EXERCISE DETAILS
The data must be returned in full and exactly as given.

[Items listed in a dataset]
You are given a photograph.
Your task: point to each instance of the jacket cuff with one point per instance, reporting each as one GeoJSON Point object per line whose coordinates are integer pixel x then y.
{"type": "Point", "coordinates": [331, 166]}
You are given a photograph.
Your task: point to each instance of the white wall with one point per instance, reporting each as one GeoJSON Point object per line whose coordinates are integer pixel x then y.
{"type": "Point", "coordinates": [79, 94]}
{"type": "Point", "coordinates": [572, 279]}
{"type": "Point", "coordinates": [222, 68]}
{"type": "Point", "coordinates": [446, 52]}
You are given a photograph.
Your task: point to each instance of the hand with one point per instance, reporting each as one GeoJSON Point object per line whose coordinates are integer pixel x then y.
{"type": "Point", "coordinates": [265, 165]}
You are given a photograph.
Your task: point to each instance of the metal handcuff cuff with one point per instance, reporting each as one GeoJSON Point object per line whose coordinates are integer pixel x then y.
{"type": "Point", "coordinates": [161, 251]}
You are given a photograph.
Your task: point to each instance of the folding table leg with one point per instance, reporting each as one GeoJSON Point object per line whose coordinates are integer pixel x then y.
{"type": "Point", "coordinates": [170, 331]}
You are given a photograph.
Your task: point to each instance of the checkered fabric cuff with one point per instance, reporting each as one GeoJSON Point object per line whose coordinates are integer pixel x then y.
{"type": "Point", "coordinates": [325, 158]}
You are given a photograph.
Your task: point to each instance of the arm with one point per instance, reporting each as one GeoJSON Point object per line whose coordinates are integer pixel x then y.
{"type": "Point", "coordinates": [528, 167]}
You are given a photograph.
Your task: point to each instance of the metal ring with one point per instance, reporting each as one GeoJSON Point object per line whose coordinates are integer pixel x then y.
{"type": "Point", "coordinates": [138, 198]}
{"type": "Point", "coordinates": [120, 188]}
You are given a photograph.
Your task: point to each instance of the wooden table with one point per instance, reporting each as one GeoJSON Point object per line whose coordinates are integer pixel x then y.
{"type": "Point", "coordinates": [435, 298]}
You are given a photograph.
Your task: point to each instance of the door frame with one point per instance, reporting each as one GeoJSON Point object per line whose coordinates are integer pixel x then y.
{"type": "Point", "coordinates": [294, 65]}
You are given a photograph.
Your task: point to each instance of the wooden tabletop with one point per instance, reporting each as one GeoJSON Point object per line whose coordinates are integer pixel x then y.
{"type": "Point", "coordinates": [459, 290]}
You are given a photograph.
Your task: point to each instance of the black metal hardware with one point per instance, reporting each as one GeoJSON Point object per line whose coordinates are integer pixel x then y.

REPLY
You are given a photograph.
Your task: point to each instance of the jacket cuff with one point per instance, reporting each as one GeoJSON Point object per line whose coordinates are integer pixel x then y.
{"type": "Point", "coordinates": [331, 166]}
You are given a photograph.
Your task: point to each instance of the white wall with one point per instance, reporting each as one GeoJSON Point object per line whose coordinates are integer pixel x then y.
{"type": "Point", "coordinates": [79, 94]}
{"type": "Point", "coordinates": [572, 279]}
{"type": "Point", "coordinates": [222, 68]}
{"type": "Point", "coordinates": [446, 52]}
You are given a photograph.
Your task: point to each instance of the hand with one point per instance, reporting each as one GeoJSON Point object per line whose coordinates are integer pixel x then y.
{"type": "Point", "coordinates": [265, 165]}
You are given a photograph.
Your task: point to each instance of the metal handcuff cuff with one point per instance, reporting each as one GeoJSON Point object per line whose coordinates are integer pixel x then y.
{"type": "Point", "coordinates": [161, 251]}
You are given a photograph.
Your task: point to each instance of the folding table leg with one point per instance, reporting each as one GeoJSON Point object per line whose coordinates are integer pixel x then y.
{"type": "Point", "coordinates": [170, 331]}
You are given a photograph.
Your task: point to each instance of the checkered fabric cuff with one point per instance, reporting each as one GeoJSON Point object per line whose coordinates are integer pixel x then y.
{"type": "Point", "coordinates": [325, 158]}
You are given a photograph.
Your task: point to each instance of the arm with one point per instance, reporting each as one GeoJSON Point object per line whose coordinates are integer pixel x then y.
{"type": "Point", "coordinates": [528, 167]}
You are given a photograph.
Your task: point to each instance of the metal ring with one point per instance, reporting each as one GeoJSON Point object per line whose coordinates are integer pixel x then y.
{"type": "Point", "coordinates": [138, 198]}
{"type": "Point", "coordinates": [120, 188]}
You are given a photograph.
Your task: point to each instance of the wooden table with one point per instance, reporting each as one GeoJSON Point object per line whose coordinates are integer pixel x then y.
{"type": "Point", "coordinates": [435, 298]}
You are given a photograph.
Your task: point to each instance of the door frame with one point per instance, reporting each as one GeoJSON Point object per line whose coordinates are integer pixel x then y.
{"type": "Point", "coordinates": [294, 65]}
You are given a photograph.
Your task: point to each instance of the wooden tabletop with one point per instance, reporting each as one GeoJSON Point object per line whose coordinates are integer pixel x then y.
{"type": "Point", "coordinates": [459, 290]}
You are given a photograph.
Your task: point to each instance of the black metal hardware with one point per instance, reporting each as one GeoJSON Point object per line whose coordinates are integer pixel x then y.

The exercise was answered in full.